Short problem —
Copy each of the records below word for word, with every line unchanged.

Rows —
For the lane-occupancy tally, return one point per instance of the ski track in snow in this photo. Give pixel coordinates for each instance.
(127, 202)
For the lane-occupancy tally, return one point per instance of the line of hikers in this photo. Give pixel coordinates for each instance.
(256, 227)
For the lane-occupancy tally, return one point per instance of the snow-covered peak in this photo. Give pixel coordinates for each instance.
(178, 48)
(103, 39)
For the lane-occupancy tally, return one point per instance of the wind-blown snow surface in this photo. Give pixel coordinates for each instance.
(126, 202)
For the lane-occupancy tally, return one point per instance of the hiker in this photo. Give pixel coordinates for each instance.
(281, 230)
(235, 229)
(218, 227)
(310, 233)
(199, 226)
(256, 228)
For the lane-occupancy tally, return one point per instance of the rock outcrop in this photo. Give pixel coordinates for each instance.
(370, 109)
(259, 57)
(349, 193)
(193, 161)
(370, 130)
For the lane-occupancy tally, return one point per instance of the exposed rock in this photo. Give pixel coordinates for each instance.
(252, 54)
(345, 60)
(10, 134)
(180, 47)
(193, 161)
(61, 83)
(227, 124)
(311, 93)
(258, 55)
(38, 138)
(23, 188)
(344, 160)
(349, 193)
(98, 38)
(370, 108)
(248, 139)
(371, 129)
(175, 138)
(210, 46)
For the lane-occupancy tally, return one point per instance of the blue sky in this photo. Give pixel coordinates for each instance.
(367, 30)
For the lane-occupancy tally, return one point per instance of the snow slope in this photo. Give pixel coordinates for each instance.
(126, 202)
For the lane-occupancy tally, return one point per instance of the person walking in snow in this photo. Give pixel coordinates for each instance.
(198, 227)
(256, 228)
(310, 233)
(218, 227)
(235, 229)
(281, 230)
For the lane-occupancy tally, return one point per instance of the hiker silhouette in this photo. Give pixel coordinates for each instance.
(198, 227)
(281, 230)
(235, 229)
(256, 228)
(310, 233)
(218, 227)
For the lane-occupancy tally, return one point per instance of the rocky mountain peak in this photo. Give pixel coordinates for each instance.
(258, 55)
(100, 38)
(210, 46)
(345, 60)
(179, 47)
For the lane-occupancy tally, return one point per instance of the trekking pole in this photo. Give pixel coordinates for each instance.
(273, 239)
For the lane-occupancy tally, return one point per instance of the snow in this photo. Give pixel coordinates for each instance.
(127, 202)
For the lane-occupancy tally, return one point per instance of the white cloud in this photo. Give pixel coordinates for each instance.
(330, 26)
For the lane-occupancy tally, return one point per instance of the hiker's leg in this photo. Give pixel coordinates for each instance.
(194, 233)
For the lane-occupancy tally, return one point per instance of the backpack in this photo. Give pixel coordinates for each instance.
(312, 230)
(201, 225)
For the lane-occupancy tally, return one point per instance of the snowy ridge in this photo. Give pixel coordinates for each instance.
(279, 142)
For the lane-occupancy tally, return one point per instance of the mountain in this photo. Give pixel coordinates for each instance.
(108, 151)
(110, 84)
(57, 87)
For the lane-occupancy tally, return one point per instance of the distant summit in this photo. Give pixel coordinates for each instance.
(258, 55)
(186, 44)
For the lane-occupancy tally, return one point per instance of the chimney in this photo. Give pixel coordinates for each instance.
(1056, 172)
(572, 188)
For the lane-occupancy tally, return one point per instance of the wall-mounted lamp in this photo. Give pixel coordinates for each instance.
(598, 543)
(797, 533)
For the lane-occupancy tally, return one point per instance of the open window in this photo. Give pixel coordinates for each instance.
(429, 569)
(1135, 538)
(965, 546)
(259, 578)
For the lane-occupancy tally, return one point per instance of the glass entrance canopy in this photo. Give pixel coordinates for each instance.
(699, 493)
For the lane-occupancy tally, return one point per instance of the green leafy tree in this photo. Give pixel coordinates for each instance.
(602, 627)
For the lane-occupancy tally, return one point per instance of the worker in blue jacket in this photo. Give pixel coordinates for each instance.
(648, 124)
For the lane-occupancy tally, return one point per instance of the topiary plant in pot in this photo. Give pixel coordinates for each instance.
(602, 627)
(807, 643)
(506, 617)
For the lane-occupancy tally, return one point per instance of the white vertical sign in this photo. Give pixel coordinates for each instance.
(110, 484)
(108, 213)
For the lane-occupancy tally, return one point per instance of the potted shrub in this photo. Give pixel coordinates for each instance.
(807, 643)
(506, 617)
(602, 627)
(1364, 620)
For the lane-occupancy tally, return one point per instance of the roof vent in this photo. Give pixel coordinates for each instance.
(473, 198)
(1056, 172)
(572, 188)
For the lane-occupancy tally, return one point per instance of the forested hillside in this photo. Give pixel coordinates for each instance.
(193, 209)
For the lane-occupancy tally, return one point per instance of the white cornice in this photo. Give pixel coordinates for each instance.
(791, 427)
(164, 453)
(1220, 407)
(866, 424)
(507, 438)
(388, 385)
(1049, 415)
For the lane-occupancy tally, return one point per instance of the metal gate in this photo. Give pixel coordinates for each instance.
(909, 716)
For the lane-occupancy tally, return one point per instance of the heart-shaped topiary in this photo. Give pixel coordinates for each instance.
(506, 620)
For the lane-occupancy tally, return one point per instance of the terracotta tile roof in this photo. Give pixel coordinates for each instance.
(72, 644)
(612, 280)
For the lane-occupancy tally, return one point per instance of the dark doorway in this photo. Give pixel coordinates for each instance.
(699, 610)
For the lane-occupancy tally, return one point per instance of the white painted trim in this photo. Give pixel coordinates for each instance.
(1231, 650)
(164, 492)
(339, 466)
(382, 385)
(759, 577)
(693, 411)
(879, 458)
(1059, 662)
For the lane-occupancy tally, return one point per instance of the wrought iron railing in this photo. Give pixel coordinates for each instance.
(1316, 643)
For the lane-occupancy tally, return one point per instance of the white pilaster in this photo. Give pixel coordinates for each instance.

Output of the exercise —
For the lane-occupancy tally, return one point per instance of the ski track in snow in this photo. Give pixel coordinates for each instance.
(127, 202)
For the lane-occupancy tally, return one point per instance of the line of hikers in this photo. Give pixel coordinates for each instance.
(256, 227)
For the lane-occupancy tally, return one point per instance of the snow-covered peak in this photo. Give pixel coordinates for each instance.
(178, 48)
(103, 39)
For the lane-occupancy tally, return one point per instance of the wind-blown snow surface in this photo. Give pixel coordinates for each instance.
(126, 202)
For the lane-occupancy tally, return one point per instance of the hiker in this photo. Give pixel coordinates for each instance.
(281, 230)
(235, 229)
(218, 227)
(310, 233)
(199, 226)
(256, 228)
For the lane-occupancy tally, return one point per instance of the rock outcrop in this photo. Give pixel coordinates for each instance.
(370, 109)
(259, 57)
(349, 193)
(193, 161)
(370, 130)
For the lane-occupancy tally, return one point per instance of the exposed rock in this photo. Give pixel coordinates for each instance.
(252, 54)
(345, 60)
(10, 134)
(180, 47)
(193, 161)
(61, 83)
(227, 124)
(311, 93)
(258, 55)
(38, 138)
(23, 188)
(344, 160)
(349, 193)
(98, 38)
(370, 108)
(248, 139)
(371, 129)
(175, 138)
(210, 46)
For the lane-occupancy tally, return one point per instance of the blue sky in this photo. Give pixel coordinates for each instance.
(367, 30)
For the lane-occupancy tally, return one point per instance of the snow slope in this photo. Give pixel coordinates for each instance.
(126, 202)
For the lane-occupancy tally, return one point per instance of the person walking in snow in this photo. Give pixel coordinates for each instance.
(198, 227)
(256, 228)
(310, 233)
(218, 227)
(235, 229)
(281, 230)
For the lane-occupancy tally, return one point per instance of the hiker silhouette in this photo. Give pixel coordinates for each instance.
(198, 227)
(281, 230)
(235, 229)
(256, 228)
(310, 233)
(218, 227)
For the lane-occupancy tally, return one point per instance of the rocky mountain peak in this photo. Give pixel coordinates for each instance.
(258, 55)
(100, 38)
(210, 46)
(345, 60)
(179, 47)
For the lane-occupancy tally, return one point per instance of the trekking pole in this photo. Give pixel coordinates for each instance.
(273, 239)
For the lane-occupancy tally, return one point per instance of the snow in this photo. Give pixel coordinates for each instance.
(127, 202)
For the lane-occupancy tally, return one point per instance of the white cloud in this photo. Give pixel coordinates for each instance.
(330, 26)
For the lane-occupancy tally, return one point per instance of the hiker's leg in this photo. Give pixel coordinates for each instance.
(194, 233)
For the lane-occupancy tally, return one point per instance of the backpack in this photo. Give pixel coordinates for each instance.
(312, 230)
(201, 225)
For the lane-occupancy tally, return one point per instance of the snowy ridge in this photo. Give pixel coordinates for each instance.
(279, 142)
For the lane-occupancy tally, return one point per instance of the mountain in this photo. Give pixel coordinates for each instance.
(108, 151)
(110, 84)
(57, 87)
For the lane-occupancy tally, return one point per instance of the distant summit in this photo. Give pixel coordinates for each instance.
(258, 55)
(186, 44)
For the lane-occupancy tally, return one point per instance of the chimney in this photo. Give pixel coordinates for each instance.
(1056, 172)
(572, 188)
For the lane-occupancy tally, return one point per instance of the wall-mounted lamp in this photo. Give pixel coordinates for each instance.
(598, 543)
(797, 533)
For the lane-occupancy tally, return one point per instance of the open window in this photo. Give pixel coordinates for each instance.
(429, 569)
(1135, 538)
(965, 546)
(259, 578)
For the lane-occupancy tally, return one point per instance of the glass entrance canopy in this photo. Give pixel coordinates for each instance.
(699, 493)
For the lane-occupancy tally, return one point per instance of the green leafy tree in this photo. Give pixel coordinates for each instance.
(602, 627)
For the lane-occupancy tally, return one point per instance of the worker in blue jacket in this photo. Give pixel coordinates for each instance.
(648, 124)
For the lane-occupancy tally, return one point per instance of the topiary plant in pot in this photo. Give pixel coordinates for each instance.
(602, 627)
(807, 643)
(506, 617)
For the lane-occupancy tally, return one point per instance of the white vertical sign in this photo. Give pixel coordinates for each instance.
(110, 484)
(108, 213)
For the lane-occupancy tally, return one point per instance of the potted shrub in this photo. Give pixel coordinates for each instance.
(807, 643)
(506, 617)
(602, 627)
(1364, 620)
For the lane-occupancy tally, return one point per instance of the roof vent in this photo. Give pixel coordinates for each instance.
(473, 198)
(1056, 172)
(572, 188)
For the lane-occupancy tally, return one point per instance of the forested hillside in this photo. Give pixel coordinates for each instance.
(193, 209)
For the lane-occupancy tally, return one point per instance of the white cornice in this photo. Give pixel coordinates for each instance.
(791, 427)
(164, 453)
(1220, 407)
(866, 424)
(507, 438)
(388, 385)
(1049, 415)
For the lane-occupancy tally, return one point per instance of the metal gate in this photo. Give pixel coordinates for each instance.
(909, 716)
For the lane-occupancy tally, return one point per instance of the heart-shaped topiary in this photo. Give pixel coordinates for each instance.
(506, 620)
For the lane-occupancy tally, return one point per instance of the terracotta tile roof in this photo. Give pixel coordinates for each instance.
(72, 644)
(612, 280)
For the lane-occupancy tally, return one point per instance of the dark doorway in this photo. Give pixel coordinates for each instance.
(699, 610)
For the lane-occupancy tally, return one point per instance of the white painted trim in this photo. Give pixel coordinates for each instance.
(1231, 650)
(164, 492)
(339, 466)
(382, 385)
(759, 577)
(693, 411)
(879, 458)
(1059, 662)
For the lane-occupancy tally, return one point per instance of the wrought iron railing in this photo. Give pixel coordinates for each instance.
(1316, 643)
For the lane-occupancy tally, return one point per instance of the white pilaster in this photo. Give pixel coordinates for each instance.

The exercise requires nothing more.